> _What the task requires_: Go through the data below and gather each line containing "plant".
------ Data provided ------
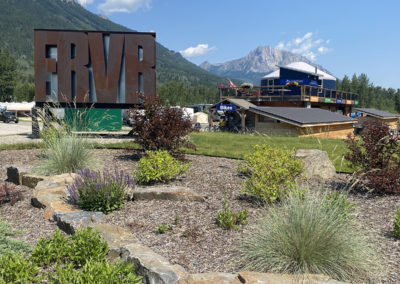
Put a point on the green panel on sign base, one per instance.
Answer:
(93, 119)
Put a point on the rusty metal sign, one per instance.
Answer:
(103, 68)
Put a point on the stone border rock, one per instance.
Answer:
(50, 194)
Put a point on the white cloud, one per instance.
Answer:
(85, 2)
(307, 45)
(198, 50)
(123, 6)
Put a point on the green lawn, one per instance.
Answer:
(232, 145)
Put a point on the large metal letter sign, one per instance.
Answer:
(109, 69)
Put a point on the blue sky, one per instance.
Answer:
(345, 37)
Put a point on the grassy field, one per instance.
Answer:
(237, 145)
(230, 145)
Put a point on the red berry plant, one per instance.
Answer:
(159, 127)
(376, 157)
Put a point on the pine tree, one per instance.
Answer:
(8, 76)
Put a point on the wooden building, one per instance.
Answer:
(285, 121)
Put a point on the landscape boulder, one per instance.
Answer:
(317, 164)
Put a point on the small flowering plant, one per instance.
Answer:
(103, 191)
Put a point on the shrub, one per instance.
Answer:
(376, 157)
(68, 154)
(271, 172)
(15, 268)
(97, 272)
(8, 193)
(161, 229)
(396, 225)
(306, 235)
(100, 191)
(159, 166)
(8, 244)
(338, 200)
(84, 245)
(160, 127)
(230, 220)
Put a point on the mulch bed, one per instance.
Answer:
(195, 242)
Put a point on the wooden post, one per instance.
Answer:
(35, 123)
(242, 114)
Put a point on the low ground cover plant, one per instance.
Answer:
(80, 258)
(270, 172)
(103, 191)
(307, 235)
(231, 220)
(376, 157)
(159, 166)
(9, 244)
(396, 224)
(160, 127)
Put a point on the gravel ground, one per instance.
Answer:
(195, 242)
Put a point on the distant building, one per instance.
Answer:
(371, 114)
(285, 121)
(297, 84)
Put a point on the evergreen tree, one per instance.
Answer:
(8, 76)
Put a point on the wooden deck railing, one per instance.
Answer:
(292, 93)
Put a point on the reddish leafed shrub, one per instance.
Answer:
(376, 157)
(160, 127)
(8, 193)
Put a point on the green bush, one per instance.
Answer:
(396, 225)
(159, 166)
(100, 191)
(307, 235)
(68, 154)
(77, 249)
(340, 201)
(10, 244)
(271, 172)
(97, 273)
(15, 268)
(230, 220)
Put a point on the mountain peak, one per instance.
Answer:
(259, 62)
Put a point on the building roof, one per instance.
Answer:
(302, 67)
(303, 116)
(376, 113)
(243, 104)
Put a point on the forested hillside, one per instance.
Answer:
(371, 96)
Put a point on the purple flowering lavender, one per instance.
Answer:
(100, 190)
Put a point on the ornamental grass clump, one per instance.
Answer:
(103, 191)
(66, 154)
(159, 166)
(310, 235)
(270, 172)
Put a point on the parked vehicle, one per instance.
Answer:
(8, 116)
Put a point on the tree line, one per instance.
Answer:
(18, 85)
(371, 96)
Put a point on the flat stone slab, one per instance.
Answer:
(175, 193)
(72, 221)
(30, 180)
(211, 278)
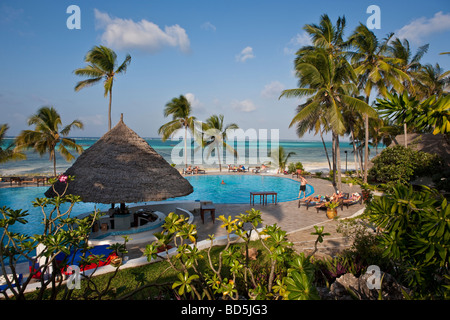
------
> _Completed task_:
Put a point on the red berry plant, one per instance.
Put a point on the small flowering plant, one per instance.
Put a point on the low ground cover plant, one per instance.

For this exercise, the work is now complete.